SHORT PROBLEM
Reproduce the material below with "verify" switched to "confirm" wherever it occurs, and keep every other word unchanged. Omit the pictures from your answer.

LISTING
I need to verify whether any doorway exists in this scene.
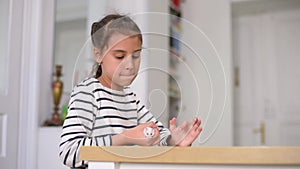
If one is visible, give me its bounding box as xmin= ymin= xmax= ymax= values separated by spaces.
xmin=232 ymin=0 xmax=300 ymax=146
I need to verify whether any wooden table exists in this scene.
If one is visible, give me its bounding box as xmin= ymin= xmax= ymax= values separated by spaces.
xmin=80 ymin=146 xmax=300 ymax=169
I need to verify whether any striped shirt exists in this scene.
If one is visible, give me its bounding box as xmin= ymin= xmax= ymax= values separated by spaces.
xmin=59 ymin=77 xmax=170 ymax=167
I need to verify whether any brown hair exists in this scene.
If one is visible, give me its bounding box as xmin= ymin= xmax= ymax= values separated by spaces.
xmin=91 ymin=14 xmax=143 ymax=78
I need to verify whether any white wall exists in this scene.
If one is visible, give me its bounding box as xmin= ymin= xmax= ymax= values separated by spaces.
xmin=178 ymin=0 xmax=233 ymax=146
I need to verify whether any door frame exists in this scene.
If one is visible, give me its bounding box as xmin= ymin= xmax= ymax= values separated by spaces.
xmin=17 ymin=0 xmax=55 ymax=169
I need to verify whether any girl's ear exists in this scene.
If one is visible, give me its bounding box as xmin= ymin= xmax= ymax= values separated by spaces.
xmin=94 ymin=48 xmax=102 ymax=64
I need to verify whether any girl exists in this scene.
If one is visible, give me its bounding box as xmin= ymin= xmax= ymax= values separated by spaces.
xmin=59 ymin=15 xmax=202 ymax=168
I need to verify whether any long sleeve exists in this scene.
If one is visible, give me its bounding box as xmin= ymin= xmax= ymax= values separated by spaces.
xmin=136 ymin=96 xmax=171 ymax=146
xmin=59 ymin=84 xmax=111 ymax=167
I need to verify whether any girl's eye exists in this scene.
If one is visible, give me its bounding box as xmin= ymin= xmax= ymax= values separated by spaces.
xmin=132 ymin=52 xmax=141 ymax=59
xmin=115 ymin=55 xmax=125 ymax=59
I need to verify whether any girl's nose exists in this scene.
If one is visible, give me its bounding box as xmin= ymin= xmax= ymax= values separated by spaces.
xmin=124 ymin=56 xmax=134 ymax=70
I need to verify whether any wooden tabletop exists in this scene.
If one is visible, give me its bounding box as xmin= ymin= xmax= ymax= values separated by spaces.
xmin=80 ymin=146 xmax=300 ymax=165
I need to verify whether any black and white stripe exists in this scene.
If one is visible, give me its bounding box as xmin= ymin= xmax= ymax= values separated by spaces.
xmin=59 ymin=78 xmax=170 ymax=167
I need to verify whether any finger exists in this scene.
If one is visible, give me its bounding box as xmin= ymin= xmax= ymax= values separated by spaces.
xmin=169 ymin=117 xmax=176 ymax=130
xmin=194 ymin=118 xmax=201 ymax=126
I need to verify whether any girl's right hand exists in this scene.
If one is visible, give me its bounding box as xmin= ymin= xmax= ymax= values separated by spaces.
xmin=121 ymin=122 xmax=160 ymax=146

TASK SOLUTION
I need to confirm whether any doorway exists in this scene.
If one is visible, give me its bounding box as xmin= ymin= xmax= ymax= values separated by spaces.
xmin=232 ymin=0 xmax=300 ymax=146
I need to confirm whether any wooden table exists in this scene.
If one is visible, give me its bounding box as xmin= ymin= xmax= ymax= values separated by spaces.
xmin=80 ymin=146 xmax=300 ymax=169
I need to confirm whether any striped shirt exists in this scene.
If one is visible, give me its bounding box as xmin= ymin= xmax= ymax= values separated by spaces.
xmin=59 ymin=77 xmax=170 ymax=167
I need to confirm whether any brown hair exists in this scene.
If one is visible, give me its bounding box as xmin= ymin= xmax= ymax= values separated by spaces.
xmin=91 ymin=14 xmax=143 ymax=78
I need to confirm whether any white wall exists in this scene.
If one is visible, give me its bounding box as xmin= ymin= xmax= ymax= values separated by spaces.
xmin=178 ymin=0 xmax=233 ymax=146
I need to confirm whether any door frame exists in this scene.
If one is visible, give me its bounding box as xmin= ymin= xmax= ymax= values separated by spaces.
xmin=17 ymin=0 xmax=55 ymax=169
I need to confirm whether any girl's ear exists in this scene.
If one is visible, give me its bounding box as xmin= ymin= xmax= ymax= values separated by spaces.
xmin=94 ymin=48 xmax=102 ymax=64
I need to confirm whether any girl exists in this scene.
If one is visible, give me its bounding box as xmin= ymin= xmax= ymax= values separated by spaces.
xmin=59 ymin=15 xmax=202 ymax=168
I need to confirm whether any long sleeve exists in this scene.
If one is visible, give me its bounding box as xmin= ymin= xmax= ymax= values separated by spaces.
xmin=136 ymin=96 xmax=171 ymax=146
xmin=59 ymin=84 xmax=111 ymax=167
I need to confirm whether any girl's eye exists in this scene.
If one is visible, give me its bounding box as xmin= ymin= xmax= ymax= values separated by spaces.
xmin=132 ymin=52 xmax=141 ymax=59
xmin=115 ymin=55 xmax=125 ymax=59
I need to confirm whether any girl's nose exists in this scene.
If one is visible, give me its bounding box as xmin= ymin= xmax= ymax= values separated by spaces.
xmin=124 ymin=56 xmax=134 ymax=70
I need to confirm whether any wooden tabletop exists in this scene.
If one is visible, give me its bounding box as xmin= ymin= xmax= ymax= values separated by spaces.
xmin=80 ymin=146 xmax=300 ymax=165
I need to confirm whether any black and white stripe exists in this scene.
If one is visible, give me its bounding box as xmin= ymin= xmax= ymax= values separated by spaces.
xmin=59 ymin=78 xmax=170 ymax=167
I need to confirm whether any finger exists in this scene.
If one is visible, give me its bounding box as xmin= ymin= xmax= ymax= values separated by spaces.
xmin=169 ymin=117 xmax=176 ymax=130
xmin=194 ymin=118 xmax=201 ymax=126
I need to confirm whether any girl's right hand exists in this scene.
If one is visible, give me its bounding box as xmin= ymin= xmax= ymax= values separated by spaces.
xmin=121 ymin=122 xmax=160 ymax=146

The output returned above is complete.